* [USING THE INFORMATION]:
#1 Retype the India investment guide word for word, starting at "Investing and operating" and ending at "scope of operations.".
#2 Continue the India investment guide from the point where it stops.

* [TEXT SEGMENT]:
=======
Originally published by our relationship firm BTG Legal, the legal adviser to Osborne Clarke's clients in India, this guide discusses the key sectors where India is seeing increased foreign investment.
Investing and operating in an exciting and developing market such as India makes it advisable to future proof your business against some unique market risks. To aid your decision-making process, we have distilled a few takeaways in some key sectors where India is seeing increased foreign investment.
Our assessment is intended to act as a broad legal guide, and should not be construed as specific legal advice.
1. Industrial and engineering
(i) Entry: Commencing operations does not always necessitate incorporating an Indian company. It can also be achieved through a project office, branch office liaison office or joint venture (JV) with an Indian partner, based on the scope of operations.
Tip: Each entity is subject to different laws (particularly tax). Project, branch and liaison offices have limited operational capability, and capitalised entry modes are generally preferred.
(ii) Regulatory approvals: In the absence of a single window approval process, clearances are needed from multiple authorities to set up operations (especially an industrial unit). The more local approvals require granular analysis and planning as the potential impact (of getting them wrong) can be high.
Tip: Meticulous planning and dedicated (in-house/third party) resources are needed to obtain regulatory approvals. The time required for these should be factored into the project planning.
=======
* [PROVIDED MATERIAL]:

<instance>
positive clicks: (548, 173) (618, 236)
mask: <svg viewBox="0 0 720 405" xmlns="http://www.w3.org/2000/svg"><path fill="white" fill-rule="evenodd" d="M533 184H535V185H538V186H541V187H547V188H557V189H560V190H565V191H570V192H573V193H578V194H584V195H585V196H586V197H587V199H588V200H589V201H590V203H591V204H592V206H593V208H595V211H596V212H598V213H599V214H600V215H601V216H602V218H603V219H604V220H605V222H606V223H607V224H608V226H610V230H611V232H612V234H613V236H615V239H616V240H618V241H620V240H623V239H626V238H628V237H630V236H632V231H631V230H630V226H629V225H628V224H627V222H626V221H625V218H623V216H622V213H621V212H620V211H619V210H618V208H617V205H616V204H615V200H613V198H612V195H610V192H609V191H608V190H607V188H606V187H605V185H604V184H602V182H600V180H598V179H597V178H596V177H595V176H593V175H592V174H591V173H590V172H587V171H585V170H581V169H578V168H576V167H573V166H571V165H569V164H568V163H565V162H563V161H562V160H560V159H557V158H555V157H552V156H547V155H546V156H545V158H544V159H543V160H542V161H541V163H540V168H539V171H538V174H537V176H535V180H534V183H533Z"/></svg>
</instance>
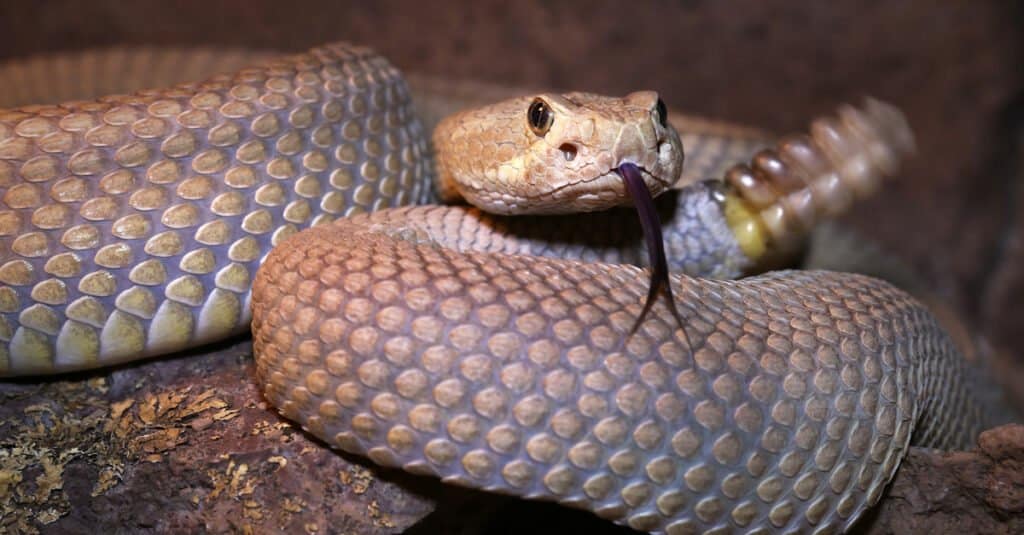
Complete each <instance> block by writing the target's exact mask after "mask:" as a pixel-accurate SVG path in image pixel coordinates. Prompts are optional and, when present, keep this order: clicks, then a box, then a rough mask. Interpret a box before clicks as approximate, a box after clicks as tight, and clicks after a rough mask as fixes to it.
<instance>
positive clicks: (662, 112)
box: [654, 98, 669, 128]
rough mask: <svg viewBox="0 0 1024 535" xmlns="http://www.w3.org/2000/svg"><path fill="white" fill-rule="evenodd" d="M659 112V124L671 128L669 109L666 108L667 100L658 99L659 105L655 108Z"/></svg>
=======
* [REPLIES]:
#1
Investing and operating in an exciting and developing market such as India makes it advisable to future proof your business against some unique market risks. To aid your decision-making process, we have distilled a few takeaways in some key sectors where India is seeing increased foreign investment.
Our assessment is intended to act as a broad legal guide, and should not be construed as specific legal advice.
1. Industrial and engineering
(i) Entry: Commencing operations does not always necessitate incorporating an Indian company. It can also be achieved through a project office, branch office liaison office or joint venture (JV) with an Indian partner, based on the scope of operations.

#2
(iii) Land acquisition: Manufacturing units require significant land which may involve procuring agricultural land that needs to be converted for non agriculture use. This can be a complicated and costly process. Land holdings in India are often fragmented, leading to multiple ownership claims even after acquisition.
Tip: Long term leases from industrial development corporations can be procured, and land aggregators can help gain access to land banks. However, these relationships must be carefully structured.
(iv) Financing: Setting up a manufacturing unit can be capital intensive, requiring financing at different stages. The procedure for an overseas parent company to fund an Indian entity if restricted and needs to be carefully analysed. Outward remittances of profits, fees or royalty payments by the Indian company to the foreign parent also depend on the manner in which the initial funds were deployed into the Indian company.
Tip: Examine regulations relating to foreign equity financing and repatriation routes before finalising the mode or channels of investment.
(v) Internet of Things (IoT): IoT is poised to fundamentally alter the way traditional industries approach business. Manufacturers will need to account for an expansion of the regulatory regime applicable to their processes and products. Additional compliances could stem from the threat of cyber intrusions, IP ownership issues, success of IoT devices being linked to net neutrality and the application of privacy and data protection laws where personal information is collected by IoT devices.
(vi) Labour management: Labour in manufacturing entities is usually unionised and needs careful management. Labour managers ho know the various undercurrents in the local area are invaluable.
Tip: Prepare labour policies keeping in mind local undercurrents and ensure that they are up to date with the latest judicial precedents on the various applicable labour laws.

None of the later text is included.